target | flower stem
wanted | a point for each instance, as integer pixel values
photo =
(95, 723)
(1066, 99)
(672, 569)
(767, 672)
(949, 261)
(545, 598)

------------------------------------------------------------

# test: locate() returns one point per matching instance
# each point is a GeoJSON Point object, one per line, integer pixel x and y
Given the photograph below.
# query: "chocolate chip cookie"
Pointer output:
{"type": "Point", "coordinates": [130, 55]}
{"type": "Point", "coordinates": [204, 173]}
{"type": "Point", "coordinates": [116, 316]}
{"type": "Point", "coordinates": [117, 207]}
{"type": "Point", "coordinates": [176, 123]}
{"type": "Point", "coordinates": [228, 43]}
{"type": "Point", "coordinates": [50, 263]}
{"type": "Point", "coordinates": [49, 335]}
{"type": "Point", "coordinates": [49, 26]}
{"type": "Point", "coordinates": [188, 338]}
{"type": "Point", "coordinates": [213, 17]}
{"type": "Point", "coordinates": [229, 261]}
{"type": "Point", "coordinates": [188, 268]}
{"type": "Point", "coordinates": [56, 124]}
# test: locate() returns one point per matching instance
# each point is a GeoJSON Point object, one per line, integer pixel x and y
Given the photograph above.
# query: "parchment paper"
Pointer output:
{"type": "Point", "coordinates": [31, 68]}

------------------------------------------------------------

**ASSIGNED TASK:** Scan the entries above for the string "photograph" and copy each line containing it.

**ANSWER BELOW:**
Given the photograph below.
Given the photograph above.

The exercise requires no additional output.